[[ Quoted passage, beginning ]]
New CMS Rule on Hospital Antimicrobial Stewardship Programs Will Impact Hospitals Nationwide

By Sandy Perreand, Executive Director of Public and Government Affairs at bioMérieux

Last month, on September 26, 2019, the Centers for Medicare and Medicaid Services (CMS) passed a new rule titled, “Regulatory Provisions to Promote Program Efficiency, Transparency, and Burden Reduction; Fire Safety Requirements for Certain Dialysis Facilities; Hospital and Critical Access Hospital (CAH) Changes to Promote Innovation, Flexibility, and Improvement in Patient Care”.  The rule is effectively three rules combined into one, impacting a variety of areas for U.S. healthcare providers that receive reimbursement from Medicare or Medicaid.

The new provisions relating to infection prevention, infection control, and antimicrobial stewardship are especially notable given the impact that antimicrobial resistance could have on public health in the long term.  The rule amends the existing section that specifies the Conditions of Participation (CoP) that apply to hospitals accepting Medicare and/or Medicaid reimbursements to require that, “a hospital’s infection prevention and control and antibiotic stewardship programs be active and hospital-wide for the surveillance, prevention, and control of [hospital acquired infections] and other infectious diseases, and for the optimization of antibiotic use through stewardship,” and that a program, “demonstrate adherence to nationally recognized infection prevention and control guidelines for reducing the transmission of infections, as well as best practices for improving antibiotic use where applicable, and for reducing the development and transmission of HAIs and antibiotic-resistant organisms.”

While these Conditions of Participation do not require hospitals to adhere to a specific set of guidelines for implementing Antimicrobial Stewardship Programs (ASPs), they do require that hospitals demonstrate adherence to “nationally recognized” sources, referencing sources such as CDC’s Core Elements, Infectious Diseases Society of America (IDSA), Society for Healthcare Epidemiology of America (SHEA), and American Society for Health Systems Pharmacists. The rule also requires that, “An individual (or individuals), who is qualified through education, training, or experience in infectious diseases and/or antibiotic stewardship, is appointed as the leader(s) of the antibiotic stewardship program.  The selection must include meaningful opportunity for input from members of the medical, nursing, and pharmacy staffs.”  CMS defers to individual hospital leadership to determine the appropriate level of qualifications and credentials for ASP leadership.
[[ Quoted passage, end ]]
[[ Dataset content, beginning ]]
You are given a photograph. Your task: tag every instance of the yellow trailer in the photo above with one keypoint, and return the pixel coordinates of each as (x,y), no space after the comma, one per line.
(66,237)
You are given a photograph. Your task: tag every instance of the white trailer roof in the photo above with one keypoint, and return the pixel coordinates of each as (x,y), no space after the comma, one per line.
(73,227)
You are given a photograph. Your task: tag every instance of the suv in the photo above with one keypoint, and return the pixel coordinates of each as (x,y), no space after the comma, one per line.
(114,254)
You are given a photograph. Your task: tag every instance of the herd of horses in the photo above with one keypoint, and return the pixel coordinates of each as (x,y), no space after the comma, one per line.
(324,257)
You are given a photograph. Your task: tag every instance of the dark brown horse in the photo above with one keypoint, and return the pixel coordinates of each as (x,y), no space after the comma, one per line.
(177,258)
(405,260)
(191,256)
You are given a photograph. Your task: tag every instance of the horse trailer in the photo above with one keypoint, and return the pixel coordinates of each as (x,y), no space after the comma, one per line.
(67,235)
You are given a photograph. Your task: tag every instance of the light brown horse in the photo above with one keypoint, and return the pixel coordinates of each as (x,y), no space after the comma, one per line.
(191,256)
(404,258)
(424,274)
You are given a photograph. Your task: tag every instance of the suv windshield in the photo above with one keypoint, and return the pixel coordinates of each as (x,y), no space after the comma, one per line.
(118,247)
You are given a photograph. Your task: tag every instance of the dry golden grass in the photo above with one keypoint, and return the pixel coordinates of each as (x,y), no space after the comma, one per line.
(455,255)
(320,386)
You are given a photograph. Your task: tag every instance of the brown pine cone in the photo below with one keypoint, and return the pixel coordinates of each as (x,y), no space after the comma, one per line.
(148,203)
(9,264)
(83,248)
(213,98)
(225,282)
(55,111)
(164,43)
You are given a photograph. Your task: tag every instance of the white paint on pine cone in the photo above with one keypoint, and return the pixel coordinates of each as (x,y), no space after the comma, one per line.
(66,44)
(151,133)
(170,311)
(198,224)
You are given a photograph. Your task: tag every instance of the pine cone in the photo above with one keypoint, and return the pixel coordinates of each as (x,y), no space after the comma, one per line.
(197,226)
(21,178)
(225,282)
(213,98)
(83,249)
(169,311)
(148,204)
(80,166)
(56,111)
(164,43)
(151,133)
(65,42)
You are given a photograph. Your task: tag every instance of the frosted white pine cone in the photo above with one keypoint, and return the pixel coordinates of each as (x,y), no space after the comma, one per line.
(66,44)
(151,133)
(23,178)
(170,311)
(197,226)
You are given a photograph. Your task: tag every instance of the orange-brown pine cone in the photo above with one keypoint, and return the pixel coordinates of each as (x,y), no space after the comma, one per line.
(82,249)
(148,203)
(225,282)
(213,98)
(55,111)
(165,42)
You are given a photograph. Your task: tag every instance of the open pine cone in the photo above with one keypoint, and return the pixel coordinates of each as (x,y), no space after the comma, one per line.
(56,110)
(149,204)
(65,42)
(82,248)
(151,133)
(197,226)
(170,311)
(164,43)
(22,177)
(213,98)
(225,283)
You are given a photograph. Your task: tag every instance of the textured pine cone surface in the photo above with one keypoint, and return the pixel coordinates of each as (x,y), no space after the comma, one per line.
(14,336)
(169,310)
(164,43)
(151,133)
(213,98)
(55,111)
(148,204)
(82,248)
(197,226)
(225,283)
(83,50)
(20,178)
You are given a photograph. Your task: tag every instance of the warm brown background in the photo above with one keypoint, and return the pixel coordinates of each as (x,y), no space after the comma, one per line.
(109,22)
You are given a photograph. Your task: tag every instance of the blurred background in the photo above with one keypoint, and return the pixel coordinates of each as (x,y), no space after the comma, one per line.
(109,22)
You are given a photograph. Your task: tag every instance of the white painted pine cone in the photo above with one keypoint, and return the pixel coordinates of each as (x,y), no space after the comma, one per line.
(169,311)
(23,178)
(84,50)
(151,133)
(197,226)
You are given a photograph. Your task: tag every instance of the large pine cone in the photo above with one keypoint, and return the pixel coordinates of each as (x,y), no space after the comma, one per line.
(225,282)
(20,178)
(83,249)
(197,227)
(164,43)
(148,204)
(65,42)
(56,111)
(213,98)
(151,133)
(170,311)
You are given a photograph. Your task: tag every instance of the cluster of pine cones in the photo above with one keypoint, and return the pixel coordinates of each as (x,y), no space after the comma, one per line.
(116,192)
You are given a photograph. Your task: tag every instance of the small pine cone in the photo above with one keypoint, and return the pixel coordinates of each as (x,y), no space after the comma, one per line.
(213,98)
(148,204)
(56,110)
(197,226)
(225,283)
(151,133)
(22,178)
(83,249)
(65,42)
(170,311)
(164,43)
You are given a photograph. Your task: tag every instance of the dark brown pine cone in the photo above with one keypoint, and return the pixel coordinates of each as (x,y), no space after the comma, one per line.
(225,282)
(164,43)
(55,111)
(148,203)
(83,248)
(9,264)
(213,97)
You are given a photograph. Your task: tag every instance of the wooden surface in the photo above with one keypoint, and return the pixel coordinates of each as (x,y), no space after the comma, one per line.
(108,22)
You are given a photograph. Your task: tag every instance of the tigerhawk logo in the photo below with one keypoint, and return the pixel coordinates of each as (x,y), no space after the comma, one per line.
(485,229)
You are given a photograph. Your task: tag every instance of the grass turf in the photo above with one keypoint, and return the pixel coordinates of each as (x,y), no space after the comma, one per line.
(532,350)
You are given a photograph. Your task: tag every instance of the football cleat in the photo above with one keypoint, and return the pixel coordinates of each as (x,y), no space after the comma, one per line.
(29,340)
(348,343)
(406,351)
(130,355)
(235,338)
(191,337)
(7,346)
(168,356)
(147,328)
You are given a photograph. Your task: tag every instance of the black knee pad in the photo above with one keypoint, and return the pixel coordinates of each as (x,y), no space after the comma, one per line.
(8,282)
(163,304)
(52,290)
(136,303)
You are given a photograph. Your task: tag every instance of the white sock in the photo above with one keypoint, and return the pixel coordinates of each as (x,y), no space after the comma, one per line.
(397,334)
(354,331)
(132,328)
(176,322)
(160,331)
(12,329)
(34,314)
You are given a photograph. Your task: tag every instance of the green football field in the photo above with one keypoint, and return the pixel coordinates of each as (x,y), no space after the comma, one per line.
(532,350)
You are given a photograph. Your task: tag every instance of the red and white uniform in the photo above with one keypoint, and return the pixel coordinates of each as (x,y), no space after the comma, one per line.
[[ Dataset content, end ]]
§ **Using the information**:
1. Set down the article on the new CMS hospital rule word for word, everything from "By Sandy Perreand, Executive" down to "Medicare or Medicaid.".
2. Take the article on the new CMS rule for hospital antimicrobial stewardship further, picking up right after its last sentence.

§ **Results for the exercise**:
1.
By Sandy Perreand, Executive Director of Public and Government Affairs at bioMérieux

Last month, on September 26, 2019, the Centers for Medicare and Medicaid Services (CMS) passed a new rule titled, “Regulatory Provisions to Promote Program Efficiency, Transparency, and Burden Reduction; Fire Safety Requirements for Certain Dialysis Facilities; Hospital and Critical Access Hospital (CAH) Changes to Promote Innovation, Flexibility, and Improvement in Patient Care”.  The rule is effectively three rules combined into one, impacting a variety of areas for U.S. healthcare providers that receive reimbursement from Medicare or Medicaid.

2.
Guidelines for Antimicrobial Stewardship Programs have existed for several years.  CDC recommended in 2014 that all US hospitals have an ASP and published their guidelines, and hospitals have made a lot of progress since publication.  In a 2017 National Healthcare Safety Network survey, 3,816 of 4,992 acute care hospitals (76.4%) said they had met all seven of the CDC’s core stewardship elements—nearly doubling the number reported in 2014. The report goes on to say that, “But many hospitals in the United States still don’t have stewardship programs. While ASPs are currently required by the Joint Commission, an independent organization that certifies and accredits US hospitals, roughly 25% of US hospitals aren’t covered by that requirement. A significant number of these hospitals are CAHs, which are small, mostly rural hospitals that provide the only hospital service for a vast geographic region.”

Ideally, this new CMS rule will strengthen stewardship programs across the United States, because virtually all hospitals bill to Medicare and Medicaid, so these conditions will have a broad impact and greatly affect hospitals with inadequate or minimal programs. The largest challenge will be for hospitals without stewardship programs. Community Access Hospitals and resource constrained hospitals who don’t have programs may need assistance implementing them. Normally, CoPs go into effect within 60 days; however, because implementation may be challenging for some hospitals, the new CoPs will become effective 6 months after the effective date of the Final Rule to give providers additional time to come into compliance.

Opinions expressed in this article are not necessarily those of bioMérieux, Inc.